SET EXERCISE A:
Identify every line in the entries that contains the string "sugar", and copy each of those lines.

PASSAGE SHOWN:

===============

How to Break In Your Toyota Rotors Correctly

When you install new rotors on your car, it’s necessary to break them in to ensure optimal brake performance.

Why Break In Your Rotors?

Rotors oem 1

Image Credit: HowTune

The industry term for breaking in your rotors is called bedding in your brakes. It’s when you add a uniform layer of brake pad material onto the new rotor. Doing this not only improves your car’s braking power, but also:

  • Makes braking smoother
  • Minimizes brake squealing and vibration
  • Prevents rotor warping

Breaking in your rotors properly is something you can easily do after replacing them yourself.

The Proper Break In Procedure For Toyota Vehicles

A couple of notes:

  • Be sure to break in your rotors in an area with minimal traffic. You’re going to be driving around at various speeds, sometimes without stopping.
  • If you’re using old brake pads with your new rotors, then you might need to break in your rotors twice. The best way to see if the cycle needs to be repeated is to check your rotors after the break in procedure. You want the rotors to have a light blue tint and a gray film deposit. Those are good indicators that the rotors heated up properly and that there’s enough brake pad material on them.

===============

(Pointing dataset excerpts)

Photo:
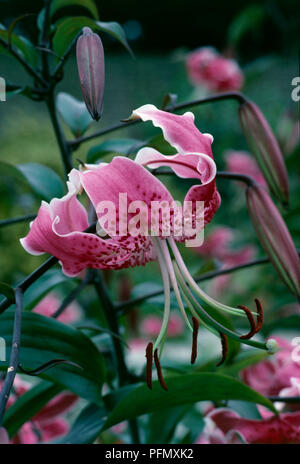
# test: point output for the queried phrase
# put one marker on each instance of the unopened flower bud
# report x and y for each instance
(272, 346)
(91, 69)
(274, 236)
(265, 148)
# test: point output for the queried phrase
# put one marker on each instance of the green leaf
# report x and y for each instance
(20, 44)
(43, 180)
(86, 427)
(88, 4)
(115, 30)
(45, 183)
(42, 287)
(183, 389)
(124, 146)
(162, 424)
(74, 113)
(29, 404)
(67, 30)
(7, 291)
(44, 339)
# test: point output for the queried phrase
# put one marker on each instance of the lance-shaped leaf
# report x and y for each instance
(74, 113)
(90, 62)
(265, 148)
(274, 236)
(44, 339)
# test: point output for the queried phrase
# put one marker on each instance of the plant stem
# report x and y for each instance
(24, 63)
(74, 144)
(64, 149)
(8, 222)
(14, 355)
(112, 320)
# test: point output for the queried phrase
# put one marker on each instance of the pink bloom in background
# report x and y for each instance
(243, 163)
(151, 326)
(48, 423)
(278, 375)
(224, 426)
(217, 246)
(206, 67)
(50, 304)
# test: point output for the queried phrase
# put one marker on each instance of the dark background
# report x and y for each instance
(273, 25)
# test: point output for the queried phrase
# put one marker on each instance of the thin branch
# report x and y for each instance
(62, 143)
(14, 355)
(285, 399)
(8, 222)
(64, 58)
(74, 144)
(24, 63)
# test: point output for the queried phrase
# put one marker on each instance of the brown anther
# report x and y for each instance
(253, 328)
(260, 315)
(195, 339)
(159, 371)
(149, 357)
(224, 342)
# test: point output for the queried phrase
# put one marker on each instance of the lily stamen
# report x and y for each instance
(195, 339)
(149, 357)
(159, 371)
(224, 342)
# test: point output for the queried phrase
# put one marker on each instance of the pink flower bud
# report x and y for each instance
(90, 62)
(265, 148)
(274, 236)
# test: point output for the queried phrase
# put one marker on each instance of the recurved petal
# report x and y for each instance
(179, 130)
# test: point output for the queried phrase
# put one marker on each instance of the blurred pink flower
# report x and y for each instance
(274, 375)
(206, 67)
(48, 423)
(243, 163)
(216, 245)
(224, 426)
(50, 304)
(151, 326)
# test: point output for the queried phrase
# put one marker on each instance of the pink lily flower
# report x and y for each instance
(224, 426)
(48, 423)
(217, 245)
(58, 228)
(276, 376)
(206, 67)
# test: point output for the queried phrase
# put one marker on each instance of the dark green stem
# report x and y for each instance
(74, 144)
(112, 320)
(14, 355)
(64, 149)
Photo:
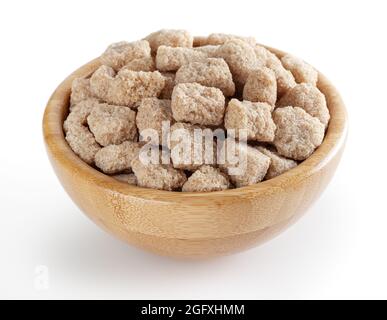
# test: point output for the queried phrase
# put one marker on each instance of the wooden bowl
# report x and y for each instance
(193, 224)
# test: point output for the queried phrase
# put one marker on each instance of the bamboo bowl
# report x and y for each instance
(193, 225)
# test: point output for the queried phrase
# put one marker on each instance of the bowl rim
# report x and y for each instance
(57, 147)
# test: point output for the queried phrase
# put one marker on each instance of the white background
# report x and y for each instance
(338, 250)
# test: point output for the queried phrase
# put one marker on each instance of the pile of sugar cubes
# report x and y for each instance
(239, 95)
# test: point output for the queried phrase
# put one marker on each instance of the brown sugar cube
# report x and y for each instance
(146, 64)
(158, 176)
(309, 98)
(261, 86)
(255, 117)
(302, 71)
(212, 72)
(112, 124)
(209, 50)
(187, 152)
(298, 134)
(278, 164)
(171, 59)
(79, 113)
(205, 179)
(117, 158)
(170, 38)
(151, 113)
(285, 79)
(197, 104)
(121, 53)
(83, 143)
(221, 38)
(129, 178)
(126, 88)
(78, 136)
(169, 78)
(240, 57)
(80, 90)
(247, 166)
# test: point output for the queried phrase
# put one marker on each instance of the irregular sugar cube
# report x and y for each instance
(121, 53)
(117, 158)
(261, 86)
(298, 134)
(146, 64)
(83, 143)
(209, 50)
(254, 117)
(158, 176)
(309, 98)
(191, 146)
(127, 87)
(285, 79)
(112, 124)
(197, 104)
(80, 90)
(79, 113)
(278, 164)
(212, 72)
(151, 114)
(169, 78)
(302, 71)
(205, 179)
(240, 57)
(171, 59)
(78, 136)
(245, 165)
(170, 38)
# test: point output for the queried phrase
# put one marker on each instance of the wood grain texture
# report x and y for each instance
(193, 225)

===============

SET EXERCISE B:
In the rotor article, rewrite the note beginning "If you're using old brake pads" as a short bulleted list that keeps its main facts.

TASK ANSWER A:
# put one marker on each instance of the pile of sugar cubes
# put one marker on each instance of the brown sugar cube
# put one marker on each instance of the irregular sugar cube

TASK ANSWER B:
- Using old brake pads with new rotors may mean the rotors need to be broken in twice.
- Check the rotors after the break-in procedure to see whether the cycle must be repeated.
- A light blue tint and a gray film deposit show that the rotors heated up properly and carry enough brake pad material.